• [What is required] An exact copy of the listing is what the response must contain.

• [Supplied material]
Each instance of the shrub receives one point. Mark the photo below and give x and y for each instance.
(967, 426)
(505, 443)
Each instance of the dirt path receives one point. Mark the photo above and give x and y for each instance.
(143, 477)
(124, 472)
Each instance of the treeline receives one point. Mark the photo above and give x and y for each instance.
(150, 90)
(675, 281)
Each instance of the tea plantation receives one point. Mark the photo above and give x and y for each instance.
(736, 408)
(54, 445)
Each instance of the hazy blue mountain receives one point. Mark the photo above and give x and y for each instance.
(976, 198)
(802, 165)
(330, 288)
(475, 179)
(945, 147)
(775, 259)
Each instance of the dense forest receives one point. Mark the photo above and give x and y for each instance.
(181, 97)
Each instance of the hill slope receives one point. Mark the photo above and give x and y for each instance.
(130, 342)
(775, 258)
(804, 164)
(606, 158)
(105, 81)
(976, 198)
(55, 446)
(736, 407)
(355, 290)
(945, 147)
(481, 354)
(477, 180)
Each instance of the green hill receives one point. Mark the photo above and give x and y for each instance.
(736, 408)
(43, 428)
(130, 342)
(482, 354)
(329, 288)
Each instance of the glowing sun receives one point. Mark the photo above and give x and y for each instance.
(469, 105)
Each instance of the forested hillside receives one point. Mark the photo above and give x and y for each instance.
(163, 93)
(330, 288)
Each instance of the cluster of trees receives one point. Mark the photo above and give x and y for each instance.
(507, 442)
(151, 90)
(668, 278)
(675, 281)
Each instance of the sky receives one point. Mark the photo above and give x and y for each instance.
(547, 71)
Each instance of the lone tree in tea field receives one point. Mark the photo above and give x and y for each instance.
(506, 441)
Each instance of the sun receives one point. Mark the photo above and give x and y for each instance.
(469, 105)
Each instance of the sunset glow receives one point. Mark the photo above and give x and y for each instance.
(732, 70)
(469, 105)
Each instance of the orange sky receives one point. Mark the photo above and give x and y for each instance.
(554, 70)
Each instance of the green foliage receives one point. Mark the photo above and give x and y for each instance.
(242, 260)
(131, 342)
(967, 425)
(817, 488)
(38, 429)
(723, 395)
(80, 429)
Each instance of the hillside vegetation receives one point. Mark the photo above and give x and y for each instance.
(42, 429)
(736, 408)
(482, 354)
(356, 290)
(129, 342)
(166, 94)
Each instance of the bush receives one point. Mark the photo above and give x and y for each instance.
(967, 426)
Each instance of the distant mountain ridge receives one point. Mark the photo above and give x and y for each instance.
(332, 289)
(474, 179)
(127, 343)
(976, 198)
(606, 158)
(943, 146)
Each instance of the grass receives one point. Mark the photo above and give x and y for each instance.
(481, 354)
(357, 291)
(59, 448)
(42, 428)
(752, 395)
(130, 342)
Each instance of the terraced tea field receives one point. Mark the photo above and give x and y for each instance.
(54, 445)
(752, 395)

• [Task response]
Each instance of the shrub receives one point. Mark the photo below and give x and y for each instance.
(967, 426)
(505, 443)
Each instance of the dirt path receives one point. Mark the photo above and give x and y for each instance.
(143, 477)
(124, 472)
Each instance of the treeline receives one point. Mark the photo above and give x and y for each instance.
(150, 90)
(675, 281)
Each instance of the tea plantation receives one point. Mark the photo above and give x and y for each instance.
(736, 408)
(54, 445)
Each instance of the hazy blue mountain receives one point. Mark the photo above and give x and y for each instance.
(976, 198)
(802, 165)
(330, 288)
(475, 179)
(945, 147)
(775, 259)
Each instance of the dense forest receives one point. Mark the photo above and give x and y for each instance.
(181, 97)
Each instance of the hill slope receives one point. Mark the photo above and give x and y for each instance.
(130, 342)
(775, 258)
(804, 164)
(606, 158)
(105, 81)
(976, 198)
(55, 446)
(736, 407)
(355, 290)
(945, 147)
(481, 354)
(477, 180)
Each instance of the green hill receives one point. Mark the photo above and give x and y for each instance.
(736, 408)
(43, 428)
(130, 342)
(482, 354)
(329, 288)
Each instance of the glowing sun receives one point. Mark the photo above and give x and y for each instance.
(469, 105)
Each instance of the forested hillside receives one point. Mark the photo above and give x and y for each instance.
(163, 93)
(330, 288)
Each instance of the cluster of trees receives one point. Mark the photo above and give x and y for each instance.
(507, 442)
(151, 90)
(668, 278)
(675, 281)
Each instance of the sky receives one point. Mark the photo above and give x and y for each instance.
(547, 71)
Each instance of the lone tree in tea field receives one point. Mark the photo above and give x and y for each instance.
(506, 441)
Each instance of the sun receives one point. Mark the photo above and give x and y for each instance.
(469, 105)
Each instance of the sunset glow receives one point. Mark the photo above and give x and y for each instance.
(732, 70)
(469, 105)
Each instance of the orange sky receives one point. Mark the photo above and give x and y for each instance.
(554, 70)
Each instance of the green foliage receives one point. Mark the photo above and give x and y for each instance.
(242, 260)
(131, 342)
(967, 425)
(817, 488)
(38, 429)
(723, 395)
(80, 429)
Each instance of the hillside vegetation receives one point. Mark the photo above and give x and y for each instance.
(42, 429)
(736, 408)
(482, 354)
(356, 290)
(129, 342)
(166, 94)
Each instance of the bush receives one point. Mark the photo above and give x and y for each instance.
(967, 426)
Each instance of the distant mountain ridge receives one point. Mark the photo above and give x and y for each instance.
(332, 289)
(474, 179)
(127, 343)
(976, 198)
(606, 158)
(943, 146)
Each instance of the grass receives one point. Mark the photo above and give x and y for each instance.
(481, 354)
(357, 291)
(59, 448)
(42, 428)
(752, 395)
(130, 342)
Each instance of the terraced tea field receives one point. Mark the photo above and give x and y for each instance.
(54, 445)
(752, 395)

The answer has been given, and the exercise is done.